Stored records:
[Start of section]

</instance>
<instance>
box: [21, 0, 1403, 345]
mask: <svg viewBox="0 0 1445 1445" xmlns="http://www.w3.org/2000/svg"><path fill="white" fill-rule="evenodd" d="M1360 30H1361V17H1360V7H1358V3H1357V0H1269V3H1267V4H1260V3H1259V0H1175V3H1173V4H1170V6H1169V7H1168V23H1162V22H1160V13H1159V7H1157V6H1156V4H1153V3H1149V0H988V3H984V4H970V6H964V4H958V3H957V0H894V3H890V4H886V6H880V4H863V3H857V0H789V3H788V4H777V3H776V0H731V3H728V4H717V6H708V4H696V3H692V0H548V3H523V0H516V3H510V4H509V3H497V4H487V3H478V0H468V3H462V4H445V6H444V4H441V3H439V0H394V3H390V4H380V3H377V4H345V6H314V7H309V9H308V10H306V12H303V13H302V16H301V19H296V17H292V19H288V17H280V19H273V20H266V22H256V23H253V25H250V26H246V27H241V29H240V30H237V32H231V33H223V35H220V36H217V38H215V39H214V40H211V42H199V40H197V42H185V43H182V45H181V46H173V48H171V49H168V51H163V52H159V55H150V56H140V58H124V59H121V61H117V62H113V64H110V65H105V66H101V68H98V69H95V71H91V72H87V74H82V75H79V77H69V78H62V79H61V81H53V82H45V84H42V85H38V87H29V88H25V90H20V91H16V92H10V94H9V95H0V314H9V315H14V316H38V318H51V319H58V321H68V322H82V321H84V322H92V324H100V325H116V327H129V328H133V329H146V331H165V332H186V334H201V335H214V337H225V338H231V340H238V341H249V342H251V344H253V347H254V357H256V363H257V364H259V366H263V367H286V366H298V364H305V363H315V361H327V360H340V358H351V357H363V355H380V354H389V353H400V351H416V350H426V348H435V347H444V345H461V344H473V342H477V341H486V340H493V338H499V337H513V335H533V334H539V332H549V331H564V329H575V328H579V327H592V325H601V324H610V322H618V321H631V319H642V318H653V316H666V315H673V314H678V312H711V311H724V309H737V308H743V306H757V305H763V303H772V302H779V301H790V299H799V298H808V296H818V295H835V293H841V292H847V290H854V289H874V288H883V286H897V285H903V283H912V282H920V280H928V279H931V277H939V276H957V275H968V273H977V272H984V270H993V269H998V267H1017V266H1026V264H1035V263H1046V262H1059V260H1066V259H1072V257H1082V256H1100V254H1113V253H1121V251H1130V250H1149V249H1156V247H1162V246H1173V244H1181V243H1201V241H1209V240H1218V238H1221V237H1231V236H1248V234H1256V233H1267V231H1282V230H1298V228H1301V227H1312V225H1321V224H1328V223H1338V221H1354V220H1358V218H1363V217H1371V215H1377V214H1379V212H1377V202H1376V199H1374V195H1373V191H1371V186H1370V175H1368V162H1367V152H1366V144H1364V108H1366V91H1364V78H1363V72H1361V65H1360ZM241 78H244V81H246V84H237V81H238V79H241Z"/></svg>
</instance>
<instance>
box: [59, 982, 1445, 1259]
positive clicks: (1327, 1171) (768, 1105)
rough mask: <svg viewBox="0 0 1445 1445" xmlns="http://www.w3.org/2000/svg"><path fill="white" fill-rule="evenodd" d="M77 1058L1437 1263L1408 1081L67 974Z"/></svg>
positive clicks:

[End of section]

Copy every line in the records above that contains the word "clicks".

positive clicks: (1327, 1171) (768, 1105)
positive clicks:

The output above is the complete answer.